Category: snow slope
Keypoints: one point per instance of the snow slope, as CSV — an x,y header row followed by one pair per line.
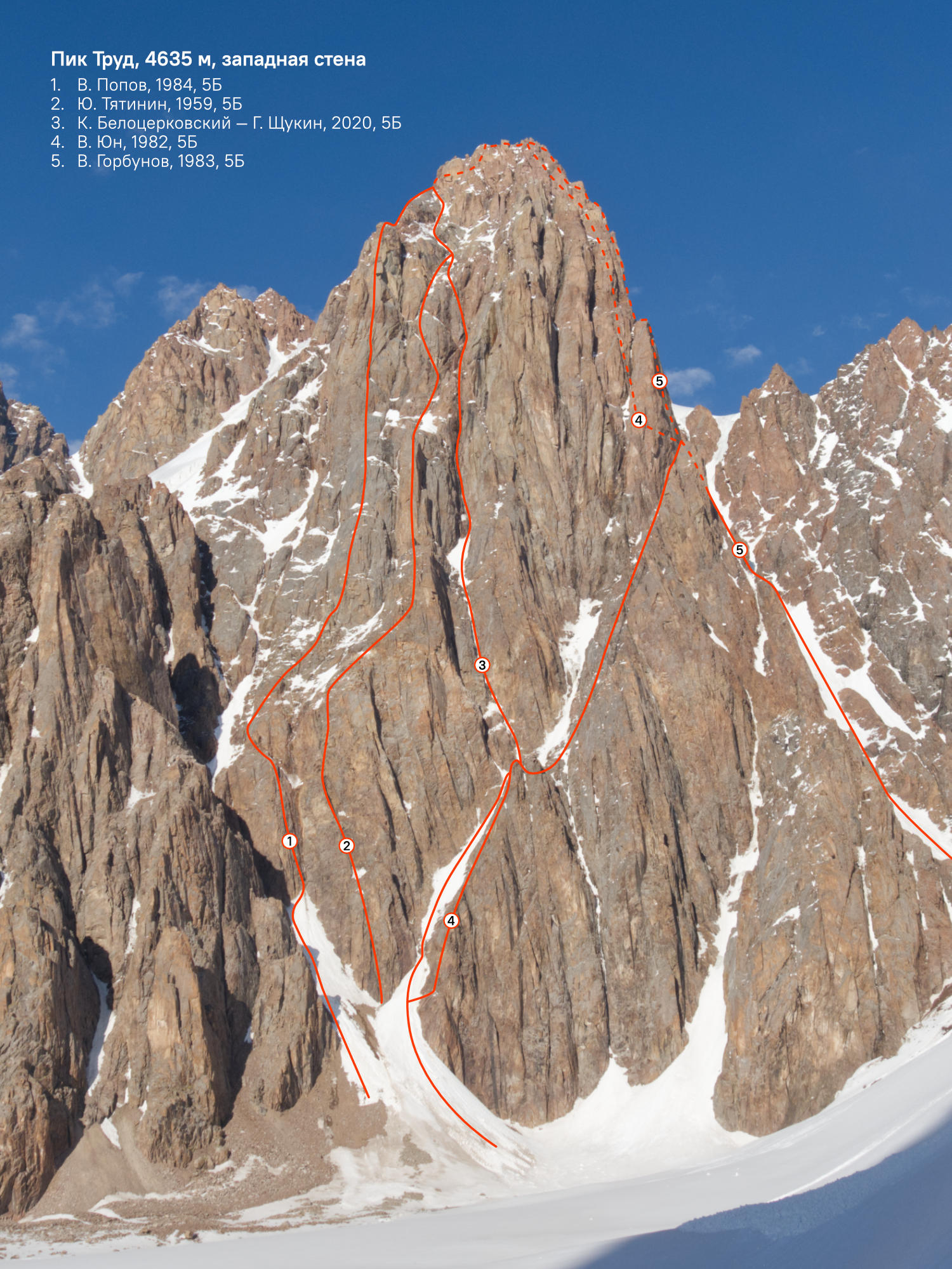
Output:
x,y
860,1183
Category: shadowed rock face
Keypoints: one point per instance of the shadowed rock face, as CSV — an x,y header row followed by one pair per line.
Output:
x,y
143,626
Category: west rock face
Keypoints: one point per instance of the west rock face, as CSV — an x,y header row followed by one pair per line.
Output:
x,y
143,627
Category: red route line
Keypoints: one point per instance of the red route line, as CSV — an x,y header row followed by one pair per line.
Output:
x,y
519,762
491,820
321,635
836,698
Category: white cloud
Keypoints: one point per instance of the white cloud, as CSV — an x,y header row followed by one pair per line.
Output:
x,y
177,297
743,355
689,382
124,286
25,333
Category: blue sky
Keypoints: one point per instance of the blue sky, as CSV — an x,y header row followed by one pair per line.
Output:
x,y
777,175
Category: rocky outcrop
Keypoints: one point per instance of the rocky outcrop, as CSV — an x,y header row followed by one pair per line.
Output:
x,y
144,626
845,500
129,890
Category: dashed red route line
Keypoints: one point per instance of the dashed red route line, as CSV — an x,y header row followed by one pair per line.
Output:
x,y
327,620
489,821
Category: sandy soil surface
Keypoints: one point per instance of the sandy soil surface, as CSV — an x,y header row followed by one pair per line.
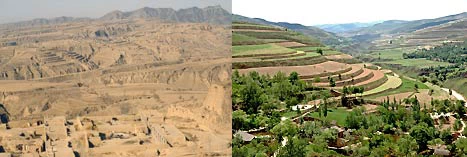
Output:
x,y
117,88
329,66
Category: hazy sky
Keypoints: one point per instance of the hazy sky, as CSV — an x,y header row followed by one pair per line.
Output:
x,y
312,12
20,10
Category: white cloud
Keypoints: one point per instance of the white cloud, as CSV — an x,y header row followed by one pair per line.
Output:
x,y
312,12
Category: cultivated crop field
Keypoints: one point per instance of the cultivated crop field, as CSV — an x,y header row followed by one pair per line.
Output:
x,y
406,86
338,115
290,44
329,66
389,53
417,62
259,49
311,48
392,83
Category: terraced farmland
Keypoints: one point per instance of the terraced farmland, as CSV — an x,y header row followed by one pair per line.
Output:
x,y
392,83
290,51
258,50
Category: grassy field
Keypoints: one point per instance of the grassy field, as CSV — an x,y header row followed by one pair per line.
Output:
x,y
406,86
331,53
311,48
338,115
253,26
259,49
457,84
240,39
392,82
421,62
389,54
308,54
289,35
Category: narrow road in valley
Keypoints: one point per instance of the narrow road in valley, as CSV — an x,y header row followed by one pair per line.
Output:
x,y
458,97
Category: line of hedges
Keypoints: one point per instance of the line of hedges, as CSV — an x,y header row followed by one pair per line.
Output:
x,y
306,77
283,56
374,84
288,62
355,81
344,76
264,55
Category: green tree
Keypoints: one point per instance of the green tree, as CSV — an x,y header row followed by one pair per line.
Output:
x,y
461,146
332,83
422,134
294,78
284,129
320,51
239,120
407,146
252,96
295,147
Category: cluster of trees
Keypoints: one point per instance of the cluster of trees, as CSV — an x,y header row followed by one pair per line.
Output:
x,y
256,98
298,138
394,129
452,53
394,119
440,74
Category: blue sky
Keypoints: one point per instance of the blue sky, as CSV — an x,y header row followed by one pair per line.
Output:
x,y
20,10
313,12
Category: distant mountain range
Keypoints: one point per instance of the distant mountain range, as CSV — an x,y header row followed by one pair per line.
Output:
x,y
344,27
399,26
211,14
325,37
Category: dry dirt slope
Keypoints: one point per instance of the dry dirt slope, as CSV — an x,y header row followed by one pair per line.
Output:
x,y
119,67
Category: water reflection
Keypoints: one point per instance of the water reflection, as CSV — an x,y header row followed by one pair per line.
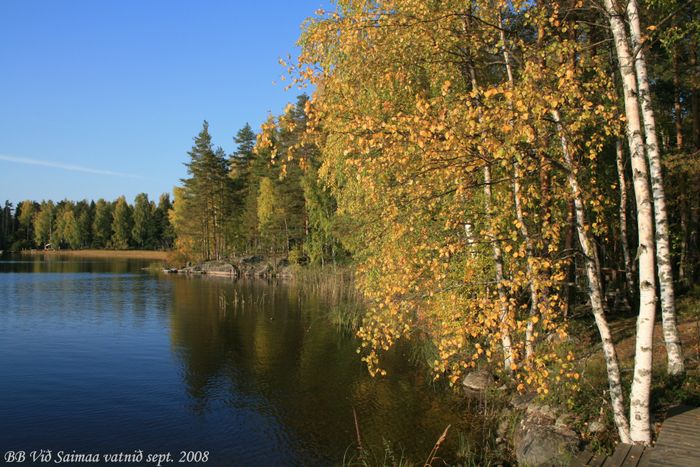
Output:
x,y
98,355
268,346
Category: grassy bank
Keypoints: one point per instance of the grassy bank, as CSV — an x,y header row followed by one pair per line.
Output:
x,y
116,254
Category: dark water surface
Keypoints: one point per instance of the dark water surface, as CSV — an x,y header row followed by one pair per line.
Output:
x,y
98,356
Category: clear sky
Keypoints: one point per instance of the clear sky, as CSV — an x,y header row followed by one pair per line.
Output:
x,y
101,98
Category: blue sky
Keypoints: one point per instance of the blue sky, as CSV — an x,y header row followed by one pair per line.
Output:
x,y
103,98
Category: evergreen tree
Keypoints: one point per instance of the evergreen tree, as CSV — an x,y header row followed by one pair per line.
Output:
x,y
6,225
143,231
25,217
85,214
44,224
67,229
164,232
207,197
102,224
122,224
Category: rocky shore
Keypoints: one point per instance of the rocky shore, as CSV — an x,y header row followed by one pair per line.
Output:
x,y
243,267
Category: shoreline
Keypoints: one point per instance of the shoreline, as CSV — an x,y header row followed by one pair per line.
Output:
x,y
93,253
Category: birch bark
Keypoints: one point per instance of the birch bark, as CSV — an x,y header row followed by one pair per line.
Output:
x,y
595,292
640,429
672,340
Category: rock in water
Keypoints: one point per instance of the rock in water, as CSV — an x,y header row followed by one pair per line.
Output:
x,y
542,445
477,382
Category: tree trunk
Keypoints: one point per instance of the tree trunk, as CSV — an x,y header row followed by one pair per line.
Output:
x,y
677,108
571,267
506,342
620,154
695,93
640,429
534,299
534,296
676,366
595,293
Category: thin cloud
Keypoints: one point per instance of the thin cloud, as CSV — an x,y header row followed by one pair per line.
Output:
x,y
58,165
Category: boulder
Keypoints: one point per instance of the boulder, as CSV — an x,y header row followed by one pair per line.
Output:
x,y
477,382
219,268
545,445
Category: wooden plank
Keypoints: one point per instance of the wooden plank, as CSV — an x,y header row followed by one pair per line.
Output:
x,y
597,460
632,459
582,458
618,456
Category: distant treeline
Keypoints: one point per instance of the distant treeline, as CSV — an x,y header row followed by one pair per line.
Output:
x,y
264,199
87,224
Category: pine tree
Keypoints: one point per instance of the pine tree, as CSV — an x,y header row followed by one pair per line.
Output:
x,y
206,199
143,232
122,224
44,224
102,224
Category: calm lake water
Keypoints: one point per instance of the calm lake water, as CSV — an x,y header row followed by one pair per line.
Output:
x,y
97,356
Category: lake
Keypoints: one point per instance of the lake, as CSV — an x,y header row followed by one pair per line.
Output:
x,y
99,356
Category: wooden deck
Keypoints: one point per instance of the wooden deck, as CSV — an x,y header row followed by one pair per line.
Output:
x,y
678,445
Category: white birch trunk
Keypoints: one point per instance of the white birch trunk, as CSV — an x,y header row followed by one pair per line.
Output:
x,y
640,429
534,299
534,296
502,297
506,342
619,159
674,352
595,293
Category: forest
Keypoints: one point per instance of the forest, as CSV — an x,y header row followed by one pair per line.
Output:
x,y
489,169
87,224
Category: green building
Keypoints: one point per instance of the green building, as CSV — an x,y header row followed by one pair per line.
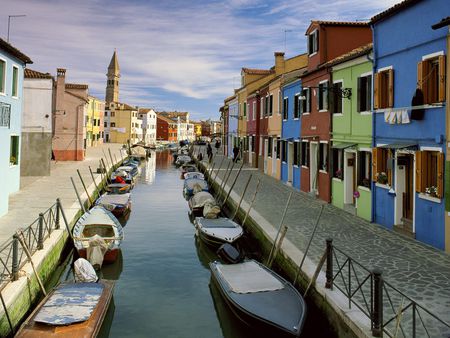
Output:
x,y
351,160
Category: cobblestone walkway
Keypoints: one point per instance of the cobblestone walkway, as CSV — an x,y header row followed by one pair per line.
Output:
x,y
417,270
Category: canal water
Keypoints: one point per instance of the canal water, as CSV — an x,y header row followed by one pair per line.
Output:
x,y
163,286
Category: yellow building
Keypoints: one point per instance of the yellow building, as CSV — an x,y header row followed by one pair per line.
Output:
x,y
123,123
94,122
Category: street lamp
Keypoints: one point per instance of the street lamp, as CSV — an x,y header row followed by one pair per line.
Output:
x,y
9,22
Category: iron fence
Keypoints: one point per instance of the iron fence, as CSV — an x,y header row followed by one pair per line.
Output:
x,y
390,311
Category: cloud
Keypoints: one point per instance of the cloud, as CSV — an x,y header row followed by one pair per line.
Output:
x,y
171,53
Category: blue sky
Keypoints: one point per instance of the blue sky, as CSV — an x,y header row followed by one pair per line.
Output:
x,y
173,55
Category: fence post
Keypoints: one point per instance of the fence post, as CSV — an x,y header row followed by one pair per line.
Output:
x,y
40,245
329,271
377,311
15,262
58,206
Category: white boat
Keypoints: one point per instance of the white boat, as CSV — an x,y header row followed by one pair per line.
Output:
x,y
98,234
218,231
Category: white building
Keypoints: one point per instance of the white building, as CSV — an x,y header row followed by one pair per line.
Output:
x,y
149,120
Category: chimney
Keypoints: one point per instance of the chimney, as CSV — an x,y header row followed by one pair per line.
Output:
x,y
279,63
60,89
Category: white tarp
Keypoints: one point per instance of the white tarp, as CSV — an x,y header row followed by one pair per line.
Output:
x,y
248,277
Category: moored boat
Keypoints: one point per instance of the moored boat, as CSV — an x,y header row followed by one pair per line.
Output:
x,y
218,231
70,310
260,297
97,236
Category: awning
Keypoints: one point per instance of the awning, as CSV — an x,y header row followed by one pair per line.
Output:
x,y
399,145
342,145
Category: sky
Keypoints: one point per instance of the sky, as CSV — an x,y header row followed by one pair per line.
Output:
x,y
173,55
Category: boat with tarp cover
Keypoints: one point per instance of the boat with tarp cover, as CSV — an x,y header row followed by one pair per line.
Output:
x,y
70,310
260,297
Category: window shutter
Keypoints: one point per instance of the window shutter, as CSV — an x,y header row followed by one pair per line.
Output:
x,y
391,88
358,96
441,78
375,162
440,175
376,93
419,172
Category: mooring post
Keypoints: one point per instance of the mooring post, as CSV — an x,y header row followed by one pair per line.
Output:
x,y
57,215
329,271
15,258
40,245
377,311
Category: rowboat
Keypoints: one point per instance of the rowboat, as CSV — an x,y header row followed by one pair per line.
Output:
x,y
216,232
194,185
261,298
118,204
70,310
97,236
198,201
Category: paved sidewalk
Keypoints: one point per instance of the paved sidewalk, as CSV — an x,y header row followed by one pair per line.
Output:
x,y
37,194
418,270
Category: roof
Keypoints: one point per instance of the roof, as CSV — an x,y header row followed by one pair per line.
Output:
x,y
76,86
393,10
362,50
444,22
33,74
14,51
253,71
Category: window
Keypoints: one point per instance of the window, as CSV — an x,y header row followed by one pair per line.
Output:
x,y
269,151
313,42
337,99
364,99
278,147
297,106
431,79
383,90
2,76
270,105
285,108
382,166
296,159
15,82
305,154
322,96
306,100
323,156
14,151
364,168
429,173
338,160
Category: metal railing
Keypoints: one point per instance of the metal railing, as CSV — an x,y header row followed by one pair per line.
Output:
x,y
390,311
13,256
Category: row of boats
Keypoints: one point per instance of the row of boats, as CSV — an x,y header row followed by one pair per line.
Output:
x,y
77,309
256,294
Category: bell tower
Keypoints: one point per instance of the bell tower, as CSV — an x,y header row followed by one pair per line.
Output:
x,y
112,83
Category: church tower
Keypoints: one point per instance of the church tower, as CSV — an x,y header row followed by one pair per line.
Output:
x,y
112,84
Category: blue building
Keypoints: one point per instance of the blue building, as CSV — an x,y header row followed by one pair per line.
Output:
x,y
290,129
409,119
12,65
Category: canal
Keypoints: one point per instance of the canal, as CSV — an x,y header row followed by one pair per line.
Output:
x,y
163,284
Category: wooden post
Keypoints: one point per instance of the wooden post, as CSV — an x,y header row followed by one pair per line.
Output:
x,y
232,185
251,204
309,243
242,197
85,189
279,228
78,195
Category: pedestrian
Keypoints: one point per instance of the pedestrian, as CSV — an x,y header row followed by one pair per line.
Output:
x,y
235,153
209,152
217,145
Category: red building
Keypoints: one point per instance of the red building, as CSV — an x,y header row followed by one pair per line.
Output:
x,y
326,41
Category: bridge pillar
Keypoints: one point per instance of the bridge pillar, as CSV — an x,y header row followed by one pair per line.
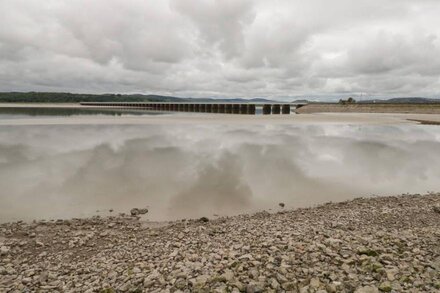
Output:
x,y
267,109
251,109
285,109
276,109
243,109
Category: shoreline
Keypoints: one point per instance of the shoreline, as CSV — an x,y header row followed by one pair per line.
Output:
x,y
361,245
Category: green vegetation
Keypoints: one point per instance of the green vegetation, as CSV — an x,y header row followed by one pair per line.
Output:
x,y
350,100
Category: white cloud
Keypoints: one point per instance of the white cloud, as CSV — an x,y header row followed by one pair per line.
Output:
x,y
222,48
---
## What the task requires
Beginning with the line that holds "Category: wooden post" and ending with the last line of the material above, extract every line exactly, pictures excluded.

## Solution
Category: wooden post
Keypoints: one point per instance of the wooden post, as CSV — an x,y header row followed by one pair per line.
Output:
x,y
232,185
251,204
309,243
242,197
85,189
279,228
78,195
Category: pedestrian
Keypoints: one point per instance of the pedestrian, as CSV — an x,y header row followed by one pair per line.
Output:
x,y
235,153
209,152
217,145
Category: red building
Keypoints: one point per instance of the red building, as CSV — an x,y header row followed by one pair per line.
Output:
x,y
326,41
Category: bridge pillar
Keypoints: one point per instance of the bridge pillar, as CSV — an x,y header row followed by one pair per line.
Output:
x,y
267,109
251,109
285,109
276,109
243,109
Category: shoreline
Keypoints: one point per instance of the shoreline, as CSV — an x,y header row followed by one pair per line.
Output:
x,y
361,245
Category: green vegetation
Keypoints: one point per instance of the green vegetation, as CSV — an x,y header row followed by one pair per line.
Output:
x,y
350,100
Category: white cloud
Keypoints: one point per instance of the white cloud, as CSV — an x,y header row followed by one pair per line.
Output:
x,y
222,48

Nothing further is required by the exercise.